[Source excerpt start]

It’s no longer just a military story. Businesses also are on high alert. Massive data thefts from Target, Home Depot and JP Morgan and major business disruptions in other nations targeted by Russia, China and North Korea are evidence that secure data is, in fact, insecure and at risk. It is no longer a question of whether your site will be attacked. It will be. The question now is how prepared are you, as a corporation, as a utility, as a local government entity, for that attack?

Some of those seen in attendance Tuesday included highly skilled Air Force veterans now working in the city’s growing civilian cybersecurity sector, individuals who believe the city has an enormous opportunity if it can seize the day, galvanize its economic development forces, and launch a sustained campaign to recruit more cybersecurity military missions and some of the fast-growing civilian startups around the country to move here.

Done right, cybersecurity could become the next big thing in San Antonio, a generator of thousands of new, high-paying jobs, and the biggest wave of entrepreneurial activity and wealth creation here since the rise of Rackspace. The city’s military history, welcoming environment and brain trust of retired military commanders are competitive advantages few cities can match. Alexander said as much at the end of his remarks on Tuesday, praising the city’s pro-military culture and key retired military leaders who now live and work here.

The average citizen is largely oblivious to the robust intelligence community at work here now, but it is growing and becoming more mission critical. Where San Antonio once played a regional role as a quiet listening post on Latin America, it now plays a global role. Some say the NSA presence here is second now only to Fort Meade, MD.

Since 2010, Port San Antonio’s Kelly Center has been home to the 24th Air Force, a key component in the U.S. Cyber Command where 1,300 skilled cybersecurity workers safeguard all Air Force IT systems. Since earlier this year, Joint Base San Antonio-Lackland has become the new home of the 25th Air Force, the Air Force Intelligence, Surveillance and Reconnaissance Agency, which engages in electronic warfare and other related operations. The NSA, headquartered outside Washington, D.C. in Fort Meade, MD, operates several major facilities elsewhere in the United States, including NSA Texas in San Antonio, which includes the Texas Cryptologic Center at Lackland’s Medina Annex, and a fast-growing operation at the former Sony chip plant in Northwest San Antonio that closed in 2003 and re-opened in 2010 as a tightly guarded NSA facility. The workforce size and mission remain classified. The massive array of air conditioning and cooling units on the facility’s rooftop suggest the 94,000 sq. ft. building has been transformed into one giant network of super-computers.

Some industry sources say the number of workers could be as high as 7,500.

The 24th Air Force, also known as the Cyber Command, is based at Lackland Annex. The mission protects the integrity of military computer systems worldwide against cyberattacks. (Photo: Courtesy U.S. Air Force)

[Source excerpt end]

— Short problem A —
Answer these questions from the San Antonio cybersecurity excerpt above:
(i) Which three companies are named as victims of massive data thefts?
(ii) Since what year has Port San Antonio's Kelly Center housed the 24th Air Force?
(iii) What floor area is given for the building at the former Sony chip plant?

[Input rows start]

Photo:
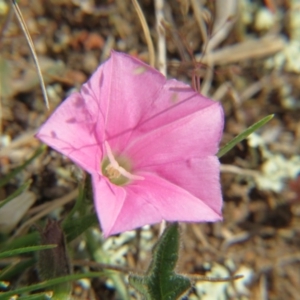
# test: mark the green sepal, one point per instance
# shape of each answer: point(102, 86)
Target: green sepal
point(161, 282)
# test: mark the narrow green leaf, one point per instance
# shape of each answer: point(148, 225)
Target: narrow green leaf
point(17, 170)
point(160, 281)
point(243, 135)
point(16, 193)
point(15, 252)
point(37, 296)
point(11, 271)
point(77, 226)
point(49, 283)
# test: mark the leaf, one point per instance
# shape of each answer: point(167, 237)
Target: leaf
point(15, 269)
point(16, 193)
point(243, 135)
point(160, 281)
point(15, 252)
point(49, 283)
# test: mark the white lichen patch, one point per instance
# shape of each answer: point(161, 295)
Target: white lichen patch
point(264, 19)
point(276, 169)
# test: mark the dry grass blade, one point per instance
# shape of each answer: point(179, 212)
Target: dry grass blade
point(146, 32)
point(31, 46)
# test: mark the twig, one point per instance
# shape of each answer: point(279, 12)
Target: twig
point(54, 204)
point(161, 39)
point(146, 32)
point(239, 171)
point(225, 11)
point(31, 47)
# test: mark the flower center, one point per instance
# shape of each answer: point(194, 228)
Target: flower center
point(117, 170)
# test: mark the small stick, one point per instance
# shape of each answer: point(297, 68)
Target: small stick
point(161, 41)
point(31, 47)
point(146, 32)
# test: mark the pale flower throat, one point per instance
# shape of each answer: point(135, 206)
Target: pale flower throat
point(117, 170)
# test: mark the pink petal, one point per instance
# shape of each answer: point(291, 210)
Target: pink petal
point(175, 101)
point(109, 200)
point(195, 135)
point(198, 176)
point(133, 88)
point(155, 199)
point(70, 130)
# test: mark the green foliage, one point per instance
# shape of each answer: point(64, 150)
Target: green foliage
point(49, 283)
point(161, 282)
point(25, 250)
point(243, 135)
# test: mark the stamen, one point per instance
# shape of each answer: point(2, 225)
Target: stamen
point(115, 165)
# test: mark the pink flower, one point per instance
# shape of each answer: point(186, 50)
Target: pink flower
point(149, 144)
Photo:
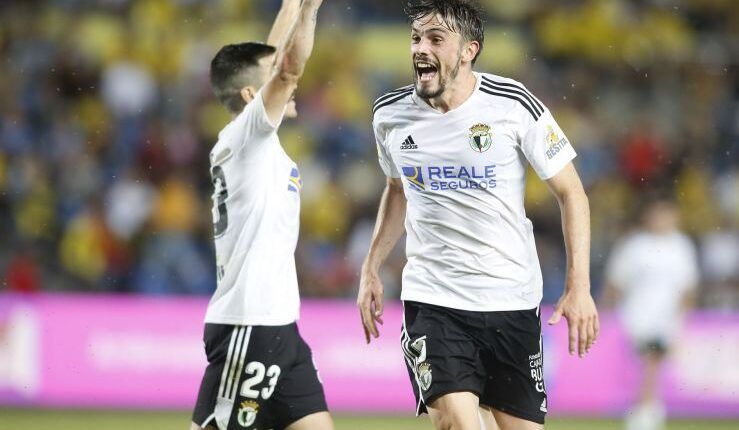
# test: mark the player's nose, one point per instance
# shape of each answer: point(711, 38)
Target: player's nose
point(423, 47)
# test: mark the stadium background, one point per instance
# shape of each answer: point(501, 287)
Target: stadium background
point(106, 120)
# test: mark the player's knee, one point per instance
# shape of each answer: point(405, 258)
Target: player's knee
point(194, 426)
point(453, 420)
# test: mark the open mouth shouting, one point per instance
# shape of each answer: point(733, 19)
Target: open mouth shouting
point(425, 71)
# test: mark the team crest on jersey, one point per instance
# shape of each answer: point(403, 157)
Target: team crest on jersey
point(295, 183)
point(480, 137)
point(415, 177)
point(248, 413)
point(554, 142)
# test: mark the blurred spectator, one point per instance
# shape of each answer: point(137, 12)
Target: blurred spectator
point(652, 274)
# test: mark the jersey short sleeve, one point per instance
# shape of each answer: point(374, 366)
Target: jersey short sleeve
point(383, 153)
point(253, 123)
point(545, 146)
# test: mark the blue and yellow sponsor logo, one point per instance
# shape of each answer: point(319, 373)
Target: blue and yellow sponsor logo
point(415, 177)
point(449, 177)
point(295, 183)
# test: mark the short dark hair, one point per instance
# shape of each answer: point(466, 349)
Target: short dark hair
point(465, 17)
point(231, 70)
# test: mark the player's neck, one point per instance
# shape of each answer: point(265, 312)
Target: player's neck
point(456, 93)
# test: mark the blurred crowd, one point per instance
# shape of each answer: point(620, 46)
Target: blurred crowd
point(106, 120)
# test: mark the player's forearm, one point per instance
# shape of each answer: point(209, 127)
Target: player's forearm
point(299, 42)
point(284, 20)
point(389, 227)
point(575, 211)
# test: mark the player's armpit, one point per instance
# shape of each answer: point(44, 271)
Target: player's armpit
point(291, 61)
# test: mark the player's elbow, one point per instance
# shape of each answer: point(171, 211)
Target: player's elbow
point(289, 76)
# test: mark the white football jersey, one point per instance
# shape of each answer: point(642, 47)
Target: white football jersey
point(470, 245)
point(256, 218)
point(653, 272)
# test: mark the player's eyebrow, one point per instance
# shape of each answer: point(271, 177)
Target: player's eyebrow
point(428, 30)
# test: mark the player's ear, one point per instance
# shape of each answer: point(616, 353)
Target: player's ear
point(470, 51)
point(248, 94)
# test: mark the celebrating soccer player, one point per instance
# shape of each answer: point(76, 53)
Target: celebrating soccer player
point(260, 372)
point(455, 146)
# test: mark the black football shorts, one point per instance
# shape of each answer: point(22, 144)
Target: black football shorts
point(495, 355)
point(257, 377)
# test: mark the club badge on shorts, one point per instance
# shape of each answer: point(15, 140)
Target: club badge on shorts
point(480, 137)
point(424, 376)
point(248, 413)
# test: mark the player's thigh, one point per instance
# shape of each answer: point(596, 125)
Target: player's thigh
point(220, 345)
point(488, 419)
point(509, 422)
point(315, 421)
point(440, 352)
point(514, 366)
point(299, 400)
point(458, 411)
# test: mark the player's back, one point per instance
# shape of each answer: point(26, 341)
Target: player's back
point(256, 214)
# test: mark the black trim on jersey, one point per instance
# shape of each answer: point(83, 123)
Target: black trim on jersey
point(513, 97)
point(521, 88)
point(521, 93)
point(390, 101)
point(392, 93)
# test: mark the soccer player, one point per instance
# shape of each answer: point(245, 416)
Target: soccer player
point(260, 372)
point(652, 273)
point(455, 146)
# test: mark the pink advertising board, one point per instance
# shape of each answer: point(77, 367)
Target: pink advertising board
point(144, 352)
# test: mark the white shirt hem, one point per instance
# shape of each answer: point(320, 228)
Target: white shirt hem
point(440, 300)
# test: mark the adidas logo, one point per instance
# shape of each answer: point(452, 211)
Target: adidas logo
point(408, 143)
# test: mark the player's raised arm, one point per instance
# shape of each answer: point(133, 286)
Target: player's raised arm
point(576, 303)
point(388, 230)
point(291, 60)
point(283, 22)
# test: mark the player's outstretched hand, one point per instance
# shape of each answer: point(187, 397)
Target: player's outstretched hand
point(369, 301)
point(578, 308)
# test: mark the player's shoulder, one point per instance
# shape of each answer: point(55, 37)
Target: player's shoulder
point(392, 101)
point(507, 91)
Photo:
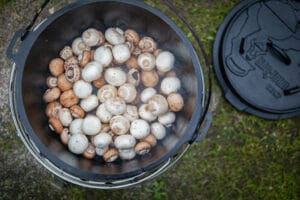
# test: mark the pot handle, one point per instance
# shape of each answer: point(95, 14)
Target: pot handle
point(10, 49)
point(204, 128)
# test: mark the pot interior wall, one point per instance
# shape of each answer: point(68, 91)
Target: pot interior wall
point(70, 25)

[Input rows end]
[Input rows start]

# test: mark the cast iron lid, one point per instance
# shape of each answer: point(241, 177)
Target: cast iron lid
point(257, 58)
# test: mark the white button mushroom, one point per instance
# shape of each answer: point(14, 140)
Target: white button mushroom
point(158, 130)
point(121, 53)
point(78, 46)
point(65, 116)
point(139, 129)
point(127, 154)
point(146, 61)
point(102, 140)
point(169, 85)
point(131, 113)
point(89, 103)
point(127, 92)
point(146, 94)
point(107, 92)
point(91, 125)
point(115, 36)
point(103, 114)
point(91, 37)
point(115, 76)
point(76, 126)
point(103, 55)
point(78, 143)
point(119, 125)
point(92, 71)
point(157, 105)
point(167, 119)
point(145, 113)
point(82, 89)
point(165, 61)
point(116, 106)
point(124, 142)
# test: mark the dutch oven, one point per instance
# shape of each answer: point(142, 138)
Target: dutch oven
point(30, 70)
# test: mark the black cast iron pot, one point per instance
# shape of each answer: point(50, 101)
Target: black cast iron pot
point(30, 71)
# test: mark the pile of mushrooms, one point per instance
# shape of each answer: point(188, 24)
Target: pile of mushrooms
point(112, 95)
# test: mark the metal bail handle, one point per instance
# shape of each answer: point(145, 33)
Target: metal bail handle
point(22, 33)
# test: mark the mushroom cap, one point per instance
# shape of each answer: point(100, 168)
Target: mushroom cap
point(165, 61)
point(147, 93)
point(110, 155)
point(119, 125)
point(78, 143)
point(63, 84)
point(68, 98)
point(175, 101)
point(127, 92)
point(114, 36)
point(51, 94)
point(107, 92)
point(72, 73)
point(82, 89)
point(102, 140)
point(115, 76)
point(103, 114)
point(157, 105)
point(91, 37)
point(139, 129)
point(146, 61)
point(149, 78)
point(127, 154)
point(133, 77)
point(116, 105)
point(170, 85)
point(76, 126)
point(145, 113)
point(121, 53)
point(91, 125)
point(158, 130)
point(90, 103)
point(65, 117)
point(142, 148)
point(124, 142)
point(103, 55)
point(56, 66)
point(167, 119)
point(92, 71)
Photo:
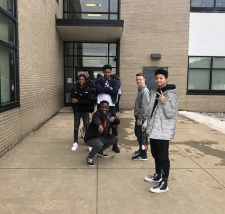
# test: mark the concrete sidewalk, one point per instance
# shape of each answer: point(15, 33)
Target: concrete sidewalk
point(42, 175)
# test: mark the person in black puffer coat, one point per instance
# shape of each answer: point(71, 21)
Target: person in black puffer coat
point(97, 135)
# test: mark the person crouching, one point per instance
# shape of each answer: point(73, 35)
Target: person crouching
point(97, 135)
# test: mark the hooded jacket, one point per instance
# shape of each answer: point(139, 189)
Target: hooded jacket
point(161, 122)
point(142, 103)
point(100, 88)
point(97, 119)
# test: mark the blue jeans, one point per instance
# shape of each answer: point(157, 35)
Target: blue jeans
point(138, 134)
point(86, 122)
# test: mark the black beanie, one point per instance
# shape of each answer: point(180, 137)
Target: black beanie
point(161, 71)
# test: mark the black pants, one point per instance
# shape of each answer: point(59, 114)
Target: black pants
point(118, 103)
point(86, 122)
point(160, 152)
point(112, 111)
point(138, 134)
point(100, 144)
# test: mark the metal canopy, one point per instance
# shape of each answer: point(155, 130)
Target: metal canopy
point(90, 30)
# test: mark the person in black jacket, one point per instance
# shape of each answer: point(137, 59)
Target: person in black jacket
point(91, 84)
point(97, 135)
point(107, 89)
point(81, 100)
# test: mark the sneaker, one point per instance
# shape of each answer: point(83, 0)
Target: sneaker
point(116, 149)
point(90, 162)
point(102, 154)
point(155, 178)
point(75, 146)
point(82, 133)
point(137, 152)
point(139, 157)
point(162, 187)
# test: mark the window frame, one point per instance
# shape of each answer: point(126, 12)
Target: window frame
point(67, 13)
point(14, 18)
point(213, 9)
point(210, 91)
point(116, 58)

[Input rows end]
[Input rows start]

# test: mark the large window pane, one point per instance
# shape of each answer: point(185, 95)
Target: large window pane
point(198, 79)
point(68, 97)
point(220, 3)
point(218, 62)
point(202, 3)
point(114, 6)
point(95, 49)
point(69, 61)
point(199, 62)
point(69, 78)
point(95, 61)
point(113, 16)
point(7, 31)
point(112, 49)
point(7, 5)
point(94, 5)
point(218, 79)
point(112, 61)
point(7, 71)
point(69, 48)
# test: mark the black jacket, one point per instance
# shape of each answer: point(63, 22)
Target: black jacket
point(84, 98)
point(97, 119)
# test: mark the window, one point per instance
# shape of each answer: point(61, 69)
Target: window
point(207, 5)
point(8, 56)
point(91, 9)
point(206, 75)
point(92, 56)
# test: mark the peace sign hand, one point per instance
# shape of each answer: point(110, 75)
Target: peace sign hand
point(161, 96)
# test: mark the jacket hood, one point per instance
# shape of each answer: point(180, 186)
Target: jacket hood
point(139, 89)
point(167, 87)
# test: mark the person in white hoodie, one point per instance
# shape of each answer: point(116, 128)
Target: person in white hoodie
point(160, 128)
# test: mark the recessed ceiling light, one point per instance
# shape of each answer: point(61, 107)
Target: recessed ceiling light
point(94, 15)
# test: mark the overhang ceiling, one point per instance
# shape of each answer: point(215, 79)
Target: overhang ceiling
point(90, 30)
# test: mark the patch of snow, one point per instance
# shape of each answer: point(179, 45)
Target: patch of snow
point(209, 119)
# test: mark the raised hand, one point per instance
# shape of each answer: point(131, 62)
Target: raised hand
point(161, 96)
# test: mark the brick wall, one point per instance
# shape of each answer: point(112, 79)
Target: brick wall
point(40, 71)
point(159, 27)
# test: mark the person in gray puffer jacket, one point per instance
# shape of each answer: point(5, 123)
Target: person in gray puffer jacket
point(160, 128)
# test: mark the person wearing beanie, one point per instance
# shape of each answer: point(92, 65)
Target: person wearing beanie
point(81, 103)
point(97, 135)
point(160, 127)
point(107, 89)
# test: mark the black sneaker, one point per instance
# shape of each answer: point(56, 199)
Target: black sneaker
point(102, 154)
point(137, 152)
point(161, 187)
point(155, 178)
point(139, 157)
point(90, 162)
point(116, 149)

[Input rows end]

— Short problem B —
List each row above that contains the string "iron". Matching is case-sensitive.

— Full solution A —
(i) Target, Home Depot and JP Morgan
(ii) 2010
(iii) 94,000 sq. ft.

— Full solution B —
# test: mark the cast iron lid, one point per instance
Target: cast iron lid
# test: mark the black cast iron pot, one point per instance
Target: black cast iron pot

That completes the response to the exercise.